[Source document]
━━━

Circle Takes the Square is/was/are the best hardcore band to hit the scene in this decade. As anyone who knows me knows, my extensive bitch-fest that is the anti-defamation of Emo as a genre starts and ends with bands like Circle Takes the Square and their contemporaries, Saetia and Hot Cross, among many others (Husker Du, Rites of Spring, Sunny Day Real Estate, etc.). Rarely will you ever hear me give an examples list to someone with whom I am defending the genre as a whole that fails to mention CTTS, as I believe that they are some of the only blood still flowing in an archaic genre.
But this post is not a platform for me to discuss the various merits of Ten Grand, or to discuss how much ass Billy Werner kicks. This is the story of, far and away, the most sweepingly beautiful albums I’ve ever heard. And what’s more, there’s a lot of screaming involved. And some chanting.

━━━

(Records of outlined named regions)
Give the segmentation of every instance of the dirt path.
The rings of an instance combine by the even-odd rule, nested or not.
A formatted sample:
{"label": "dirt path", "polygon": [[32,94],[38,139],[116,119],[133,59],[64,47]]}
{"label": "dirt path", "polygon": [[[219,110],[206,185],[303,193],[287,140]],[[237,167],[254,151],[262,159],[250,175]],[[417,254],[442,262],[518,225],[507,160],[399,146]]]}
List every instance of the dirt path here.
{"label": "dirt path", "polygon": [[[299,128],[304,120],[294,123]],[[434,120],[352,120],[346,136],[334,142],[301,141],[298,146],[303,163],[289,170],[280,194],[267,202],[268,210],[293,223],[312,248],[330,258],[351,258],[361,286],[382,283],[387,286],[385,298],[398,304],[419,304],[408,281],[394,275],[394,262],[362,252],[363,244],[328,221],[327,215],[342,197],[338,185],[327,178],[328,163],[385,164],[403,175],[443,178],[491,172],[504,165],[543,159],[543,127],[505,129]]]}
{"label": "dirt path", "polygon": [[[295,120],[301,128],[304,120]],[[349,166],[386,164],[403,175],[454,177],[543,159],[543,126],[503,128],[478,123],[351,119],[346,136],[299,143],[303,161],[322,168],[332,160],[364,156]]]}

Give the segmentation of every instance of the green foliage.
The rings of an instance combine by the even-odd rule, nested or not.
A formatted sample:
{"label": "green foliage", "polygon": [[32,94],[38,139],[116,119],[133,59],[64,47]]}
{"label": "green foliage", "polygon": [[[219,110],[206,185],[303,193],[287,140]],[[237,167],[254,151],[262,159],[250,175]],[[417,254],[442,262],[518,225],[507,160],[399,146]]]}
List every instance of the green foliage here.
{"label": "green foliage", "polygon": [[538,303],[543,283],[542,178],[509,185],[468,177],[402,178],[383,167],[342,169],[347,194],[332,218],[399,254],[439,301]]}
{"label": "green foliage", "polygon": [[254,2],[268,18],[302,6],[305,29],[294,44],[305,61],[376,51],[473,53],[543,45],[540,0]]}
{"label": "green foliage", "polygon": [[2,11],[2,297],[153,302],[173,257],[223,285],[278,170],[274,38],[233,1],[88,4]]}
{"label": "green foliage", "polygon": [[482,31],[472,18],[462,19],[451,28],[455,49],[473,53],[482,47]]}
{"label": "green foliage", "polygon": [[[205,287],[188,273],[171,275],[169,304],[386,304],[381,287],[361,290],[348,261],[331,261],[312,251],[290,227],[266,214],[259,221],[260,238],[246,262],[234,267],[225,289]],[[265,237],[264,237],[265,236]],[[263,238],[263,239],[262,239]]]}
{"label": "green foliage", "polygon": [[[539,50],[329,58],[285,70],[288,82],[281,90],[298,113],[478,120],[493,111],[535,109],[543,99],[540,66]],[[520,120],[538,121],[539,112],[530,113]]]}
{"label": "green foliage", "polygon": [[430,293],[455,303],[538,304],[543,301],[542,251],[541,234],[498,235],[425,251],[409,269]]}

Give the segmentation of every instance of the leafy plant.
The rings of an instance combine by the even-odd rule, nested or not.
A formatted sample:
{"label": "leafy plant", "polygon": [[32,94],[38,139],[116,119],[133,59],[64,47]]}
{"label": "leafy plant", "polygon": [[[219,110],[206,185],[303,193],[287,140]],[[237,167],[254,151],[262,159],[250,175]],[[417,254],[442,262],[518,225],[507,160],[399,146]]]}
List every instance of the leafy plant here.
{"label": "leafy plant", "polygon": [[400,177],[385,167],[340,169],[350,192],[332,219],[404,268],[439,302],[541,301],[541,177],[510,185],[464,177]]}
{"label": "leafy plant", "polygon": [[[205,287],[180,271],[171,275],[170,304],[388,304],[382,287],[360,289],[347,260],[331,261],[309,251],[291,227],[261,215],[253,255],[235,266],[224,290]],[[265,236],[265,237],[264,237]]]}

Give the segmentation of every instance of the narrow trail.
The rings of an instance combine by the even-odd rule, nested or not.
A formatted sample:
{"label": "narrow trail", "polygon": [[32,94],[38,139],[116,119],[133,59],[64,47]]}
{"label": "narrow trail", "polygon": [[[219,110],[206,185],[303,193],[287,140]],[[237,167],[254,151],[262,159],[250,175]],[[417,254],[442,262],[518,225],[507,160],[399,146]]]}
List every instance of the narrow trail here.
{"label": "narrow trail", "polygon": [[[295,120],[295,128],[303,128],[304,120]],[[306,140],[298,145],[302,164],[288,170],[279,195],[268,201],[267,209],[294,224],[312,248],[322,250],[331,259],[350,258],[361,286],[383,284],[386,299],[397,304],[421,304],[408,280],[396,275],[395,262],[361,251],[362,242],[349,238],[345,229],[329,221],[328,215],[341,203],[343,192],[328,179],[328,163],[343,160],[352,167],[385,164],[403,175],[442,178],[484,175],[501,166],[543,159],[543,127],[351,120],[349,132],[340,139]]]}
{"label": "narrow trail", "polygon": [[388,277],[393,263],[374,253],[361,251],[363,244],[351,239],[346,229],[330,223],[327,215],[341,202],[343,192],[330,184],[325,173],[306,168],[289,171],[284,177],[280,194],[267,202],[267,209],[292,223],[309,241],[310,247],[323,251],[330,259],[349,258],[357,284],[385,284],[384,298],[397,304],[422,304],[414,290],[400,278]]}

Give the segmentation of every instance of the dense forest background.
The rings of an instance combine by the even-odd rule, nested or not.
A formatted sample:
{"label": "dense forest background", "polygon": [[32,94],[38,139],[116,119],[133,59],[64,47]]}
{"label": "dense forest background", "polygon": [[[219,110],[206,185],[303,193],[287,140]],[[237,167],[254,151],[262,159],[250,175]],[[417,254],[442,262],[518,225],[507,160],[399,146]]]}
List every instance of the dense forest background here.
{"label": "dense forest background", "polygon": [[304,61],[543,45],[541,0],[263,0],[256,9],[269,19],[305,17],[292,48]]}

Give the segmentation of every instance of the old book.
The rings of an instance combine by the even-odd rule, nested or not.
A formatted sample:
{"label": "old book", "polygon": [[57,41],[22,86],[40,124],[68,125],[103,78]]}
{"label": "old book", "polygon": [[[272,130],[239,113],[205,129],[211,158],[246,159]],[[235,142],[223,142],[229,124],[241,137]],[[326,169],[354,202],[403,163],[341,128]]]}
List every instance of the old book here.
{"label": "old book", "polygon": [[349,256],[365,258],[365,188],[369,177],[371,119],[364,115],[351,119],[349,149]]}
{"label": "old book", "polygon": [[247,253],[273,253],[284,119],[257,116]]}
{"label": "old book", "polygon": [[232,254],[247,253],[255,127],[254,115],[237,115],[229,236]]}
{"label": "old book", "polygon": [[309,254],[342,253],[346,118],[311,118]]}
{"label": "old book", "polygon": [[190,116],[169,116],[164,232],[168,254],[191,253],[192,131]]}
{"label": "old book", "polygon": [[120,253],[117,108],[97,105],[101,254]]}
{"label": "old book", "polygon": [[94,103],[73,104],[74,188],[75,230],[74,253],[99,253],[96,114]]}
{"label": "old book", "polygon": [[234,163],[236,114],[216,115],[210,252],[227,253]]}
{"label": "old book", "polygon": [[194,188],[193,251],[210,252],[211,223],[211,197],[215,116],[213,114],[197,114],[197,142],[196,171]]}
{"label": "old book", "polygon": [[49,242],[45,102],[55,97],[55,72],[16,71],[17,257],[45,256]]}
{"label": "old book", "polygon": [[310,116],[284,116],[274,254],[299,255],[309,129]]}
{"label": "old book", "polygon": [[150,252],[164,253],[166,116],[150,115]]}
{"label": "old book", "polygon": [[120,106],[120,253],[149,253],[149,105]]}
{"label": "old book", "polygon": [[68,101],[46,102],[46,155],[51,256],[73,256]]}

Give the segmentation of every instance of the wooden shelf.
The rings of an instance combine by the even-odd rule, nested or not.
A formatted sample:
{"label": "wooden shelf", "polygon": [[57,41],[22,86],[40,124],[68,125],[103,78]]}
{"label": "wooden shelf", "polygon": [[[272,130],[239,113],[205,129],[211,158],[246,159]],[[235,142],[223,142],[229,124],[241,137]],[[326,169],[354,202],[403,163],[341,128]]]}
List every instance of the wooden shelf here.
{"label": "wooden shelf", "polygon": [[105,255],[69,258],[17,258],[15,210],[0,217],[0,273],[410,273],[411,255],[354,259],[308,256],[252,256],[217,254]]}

━━━

[Actions to take]
[A] Reproduce the stretch of the Circle Takes the Square post from "Circle Takes the Square is/was/are" through "And some chanting.".
[B] Extend the Circle Takes the Square post, picking up right after its last sentence.
The records aren't needed for any of this.

[The responses]
[A]
Circle Takes the Square is/was/are the best hardcore band to hit the scene in this decade. As anyone who knows me knows, my extensive bitch-fest that is the anti-defamation of Emo as a genre starts and ends with bands like Circle Takes the Square and their contemporaries, Saetia and Hot Cross, among many others (Husker Du, Rites of Spring, Sunny Day Real Estate, etc.). Rarely will you ever hear me give an examples list to someone with whom I am defending the genre as a whole that fails to mention CTTS, as I believe that they are some of the only blood still flowing in an archaic genre.
But this post is not a platform for me to discuss the various merits of Ten Grand, or to discuss how much ass Billy Werner kicks. This is the story of, far and away, the most sweepingly beautiful albums I’ve ever heard. And what’s more, there’s a lot of screaming involved. And some chanting.

[B]
Because I doubt you are familiar with the band, a little history: Circle Takes the Square is the collective of Drew Speziale and Kathy Coppola, as well as a few other musicians who have revolved through the band since they began life. They are from Savannah, GA, and put out their first two songs in a split 7″ entitled Pyramids in Cloth, with Virginia band Pg.99, who are much better than you are. They released a self-titled EP, then released the album in question, As The Roots Undo, and have been making a new album called Ritual of Names since approximately 2007. Nothing else is known, other than the fact that the first song from the album is, without a doubt, immense. But this is also not a platform for me to pimp this band into the ground as I have since I first listened to it back when it was first released in 2004. What about the album?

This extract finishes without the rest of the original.